= WHAT IS BEING ASKED =
What is the number of lines in these records that hold the word "blue"? Reply with that number alone.

[[ EXCERPTED DATA, beginning ]]

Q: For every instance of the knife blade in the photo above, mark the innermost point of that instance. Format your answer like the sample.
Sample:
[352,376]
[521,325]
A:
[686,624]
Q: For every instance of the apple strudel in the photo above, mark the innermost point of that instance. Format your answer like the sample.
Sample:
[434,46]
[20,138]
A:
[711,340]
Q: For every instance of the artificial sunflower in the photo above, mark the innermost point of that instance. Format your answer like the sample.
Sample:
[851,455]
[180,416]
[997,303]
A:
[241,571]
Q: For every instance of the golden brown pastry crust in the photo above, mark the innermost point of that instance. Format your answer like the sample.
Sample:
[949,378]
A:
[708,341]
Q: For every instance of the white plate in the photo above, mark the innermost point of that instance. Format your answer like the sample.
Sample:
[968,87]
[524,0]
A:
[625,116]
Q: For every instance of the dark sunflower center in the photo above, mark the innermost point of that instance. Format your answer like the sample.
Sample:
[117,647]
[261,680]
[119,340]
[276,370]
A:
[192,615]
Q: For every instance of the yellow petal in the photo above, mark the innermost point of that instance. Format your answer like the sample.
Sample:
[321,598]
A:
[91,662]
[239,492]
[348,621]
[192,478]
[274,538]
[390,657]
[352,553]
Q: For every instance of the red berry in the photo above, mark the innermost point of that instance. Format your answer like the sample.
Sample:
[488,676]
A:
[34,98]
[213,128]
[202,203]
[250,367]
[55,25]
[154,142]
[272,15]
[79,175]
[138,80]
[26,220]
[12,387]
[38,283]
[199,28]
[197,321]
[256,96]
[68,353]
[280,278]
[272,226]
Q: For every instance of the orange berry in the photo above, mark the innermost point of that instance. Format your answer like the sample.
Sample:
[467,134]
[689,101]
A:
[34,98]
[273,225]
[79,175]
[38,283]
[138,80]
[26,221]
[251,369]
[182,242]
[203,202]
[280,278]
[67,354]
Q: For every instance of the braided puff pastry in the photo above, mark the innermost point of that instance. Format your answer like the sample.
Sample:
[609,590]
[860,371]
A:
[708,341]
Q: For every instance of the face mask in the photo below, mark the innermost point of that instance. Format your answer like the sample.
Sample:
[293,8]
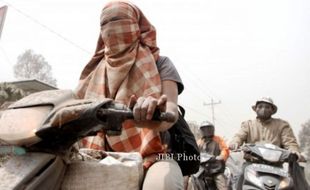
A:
[264,110]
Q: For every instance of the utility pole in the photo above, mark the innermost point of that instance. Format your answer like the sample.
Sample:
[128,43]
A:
[3,10]
[212,103]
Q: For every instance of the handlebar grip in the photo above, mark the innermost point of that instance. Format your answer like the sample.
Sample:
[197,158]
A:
[106,113]
[164,116]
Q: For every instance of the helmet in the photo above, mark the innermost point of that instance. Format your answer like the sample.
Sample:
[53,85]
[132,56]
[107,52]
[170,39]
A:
[206,124]
[267,100]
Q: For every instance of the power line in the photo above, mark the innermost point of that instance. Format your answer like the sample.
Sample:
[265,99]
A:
[48,28]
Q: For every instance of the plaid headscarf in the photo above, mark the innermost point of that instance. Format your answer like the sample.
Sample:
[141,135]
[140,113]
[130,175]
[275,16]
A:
[124,64]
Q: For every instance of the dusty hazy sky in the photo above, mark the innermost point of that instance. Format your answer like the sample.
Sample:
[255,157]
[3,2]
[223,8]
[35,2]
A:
[231,51]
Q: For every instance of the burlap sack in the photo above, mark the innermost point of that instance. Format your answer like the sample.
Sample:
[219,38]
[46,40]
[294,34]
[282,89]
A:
[116,171]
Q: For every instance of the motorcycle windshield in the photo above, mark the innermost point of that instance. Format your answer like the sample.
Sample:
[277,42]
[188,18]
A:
[270,155]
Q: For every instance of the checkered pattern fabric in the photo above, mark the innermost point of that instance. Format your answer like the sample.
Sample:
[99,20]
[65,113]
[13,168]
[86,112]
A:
[124,64]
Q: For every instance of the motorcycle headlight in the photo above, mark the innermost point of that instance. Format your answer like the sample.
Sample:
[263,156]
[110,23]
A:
[252,177]
[284,183]
[270,155]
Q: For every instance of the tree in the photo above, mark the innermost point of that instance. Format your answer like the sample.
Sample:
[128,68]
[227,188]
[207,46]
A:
[194,127]
[33,66]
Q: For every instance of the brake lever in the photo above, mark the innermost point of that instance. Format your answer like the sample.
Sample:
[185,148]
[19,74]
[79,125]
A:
[114,114]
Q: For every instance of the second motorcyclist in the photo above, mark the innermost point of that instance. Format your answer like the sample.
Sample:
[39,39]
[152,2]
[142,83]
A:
[214,145]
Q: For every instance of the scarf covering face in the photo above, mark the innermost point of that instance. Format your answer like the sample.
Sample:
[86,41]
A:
[124,64]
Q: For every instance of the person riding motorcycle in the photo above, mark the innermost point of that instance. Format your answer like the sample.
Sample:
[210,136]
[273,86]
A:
[214,145]
[127,68]
[265,129]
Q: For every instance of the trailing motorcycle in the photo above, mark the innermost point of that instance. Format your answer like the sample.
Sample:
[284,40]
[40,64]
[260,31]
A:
[264,169]
[209,168]
[41,131]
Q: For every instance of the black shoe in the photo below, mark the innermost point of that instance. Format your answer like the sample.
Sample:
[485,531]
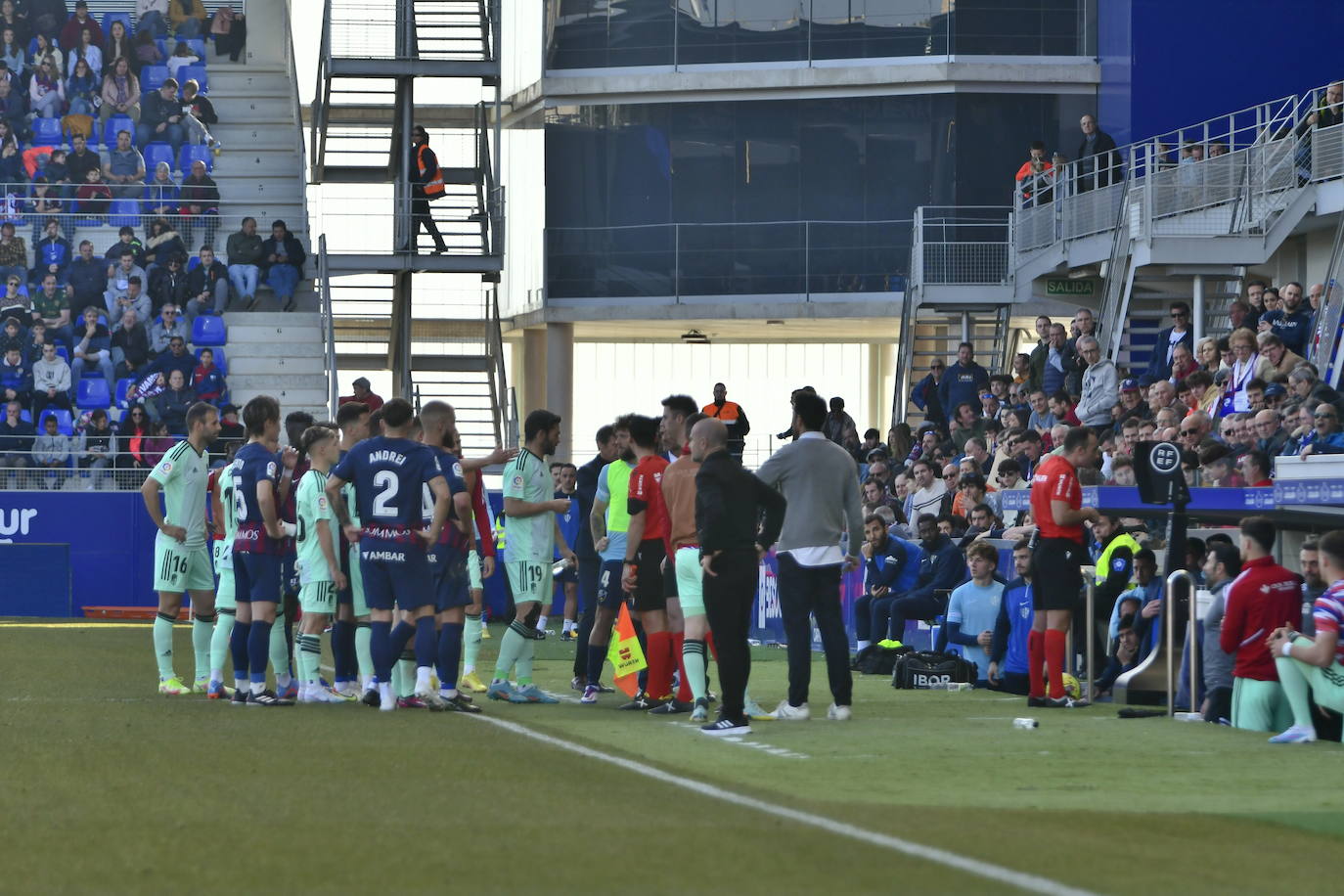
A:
[671,708]
[268,698]
[461,702]
[728,727]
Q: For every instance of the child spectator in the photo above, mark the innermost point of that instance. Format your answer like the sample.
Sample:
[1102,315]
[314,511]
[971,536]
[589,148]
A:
[51,450]
[207,381]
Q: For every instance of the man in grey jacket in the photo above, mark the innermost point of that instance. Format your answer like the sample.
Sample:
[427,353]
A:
[820,482]
[1100,387]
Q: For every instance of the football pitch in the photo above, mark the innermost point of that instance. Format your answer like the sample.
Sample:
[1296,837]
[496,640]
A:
[111,787]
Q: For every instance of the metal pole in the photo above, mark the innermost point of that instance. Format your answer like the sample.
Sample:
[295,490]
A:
[1170,614]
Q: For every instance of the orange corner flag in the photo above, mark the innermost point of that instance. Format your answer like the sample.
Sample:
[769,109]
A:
[625,655]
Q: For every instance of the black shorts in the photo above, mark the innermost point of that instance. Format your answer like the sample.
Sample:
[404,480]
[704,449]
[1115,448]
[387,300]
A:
[648,578]
[1056,580]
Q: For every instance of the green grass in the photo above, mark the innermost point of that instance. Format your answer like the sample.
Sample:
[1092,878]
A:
[109,787]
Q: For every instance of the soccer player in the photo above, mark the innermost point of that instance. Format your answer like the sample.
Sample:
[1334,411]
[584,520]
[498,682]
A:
[226,528]
[1261,600]
[570,525]
[528,527]
[387,471]
[609,521]
[448,557]
[182,557]
[317,546]
[1056,563]
[261,482]
[351,650]
[1315,662]
[646,553]
[973,607]
[1012,629]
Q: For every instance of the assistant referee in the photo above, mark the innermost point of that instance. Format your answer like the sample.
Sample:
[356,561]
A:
[1056,499]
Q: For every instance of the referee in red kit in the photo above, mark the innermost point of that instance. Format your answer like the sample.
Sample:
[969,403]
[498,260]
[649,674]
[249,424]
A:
[1056,580]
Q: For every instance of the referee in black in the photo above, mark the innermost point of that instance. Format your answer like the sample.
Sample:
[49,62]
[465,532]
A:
[729,508]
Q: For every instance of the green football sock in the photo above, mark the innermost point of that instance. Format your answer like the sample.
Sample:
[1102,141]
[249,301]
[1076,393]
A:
[162,645]
[524,662]
[511,648]
[1294,688]
[202,630]
[363,649]
[219,641]
[470,643]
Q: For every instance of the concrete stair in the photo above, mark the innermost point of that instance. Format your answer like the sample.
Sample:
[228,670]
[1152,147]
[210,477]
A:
[281,355]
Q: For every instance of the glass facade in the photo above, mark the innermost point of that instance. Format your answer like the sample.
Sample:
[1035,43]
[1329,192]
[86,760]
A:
[603,34]
[772,197]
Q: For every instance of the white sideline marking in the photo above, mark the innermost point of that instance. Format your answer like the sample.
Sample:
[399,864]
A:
[988,871]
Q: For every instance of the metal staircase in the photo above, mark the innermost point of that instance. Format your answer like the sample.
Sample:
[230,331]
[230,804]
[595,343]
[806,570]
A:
[431,319]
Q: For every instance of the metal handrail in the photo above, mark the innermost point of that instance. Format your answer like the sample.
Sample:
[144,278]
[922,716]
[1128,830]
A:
[1170,610]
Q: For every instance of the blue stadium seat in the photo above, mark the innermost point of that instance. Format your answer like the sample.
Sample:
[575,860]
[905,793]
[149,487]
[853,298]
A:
[208,331]
[108,18]
[93,394]
[114,124]
[124,212]
[122,388]
[46,132]
[65,424]
[221,359]
[154,76]
[195,72]
[157,152]
[189,156]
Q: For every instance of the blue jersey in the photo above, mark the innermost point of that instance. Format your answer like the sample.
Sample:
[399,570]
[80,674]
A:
[387,474]
[1016,605]
[254,465]
[452,543]
[570,521]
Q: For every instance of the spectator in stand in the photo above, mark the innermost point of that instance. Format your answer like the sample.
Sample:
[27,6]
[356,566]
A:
[81,160]
[17,437]
[93,348]
[207,381]
[1281,362]
[51,450]
[189,18]
[14,252]
[1098,162]
[201,203]
[50,381]
[891,567]
[165,330]
[132,435]
[87,278]
[161,244]
[53,308]
[963,381]
[1099,387]
[15,378]
[973,608]
[245,255]
[124,171]
[129,345]
[172,403]
[284,263]
[941,568]
[162,197]
[51,255]
[160,117]
[119,93]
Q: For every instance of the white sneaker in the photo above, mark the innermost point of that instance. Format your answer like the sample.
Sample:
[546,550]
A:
[784,712]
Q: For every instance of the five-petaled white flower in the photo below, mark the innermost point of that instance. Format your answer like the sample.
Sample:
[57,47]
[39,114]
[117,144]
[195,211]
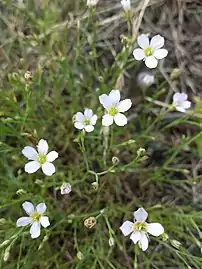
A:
[85,121]
[140,228]
[92,3]
[66,188]
[114,108]
[39,159]
[126,5]
[180,102]
[151,51]
[35,219]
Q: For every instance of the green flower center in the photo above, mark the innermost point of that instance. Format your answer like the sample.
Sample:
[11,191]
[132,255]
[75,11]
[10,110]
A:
[140,227]
[35,216]
[113,111]
[42,158]
[148,51]
[86,122]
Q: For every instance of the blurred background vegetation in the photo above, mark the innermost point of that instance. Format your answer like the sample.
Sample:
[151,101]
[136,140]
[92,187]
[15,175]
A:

[[ EXCERPTED DATA, end ]]

= ANSWER TO THIS TASK =
2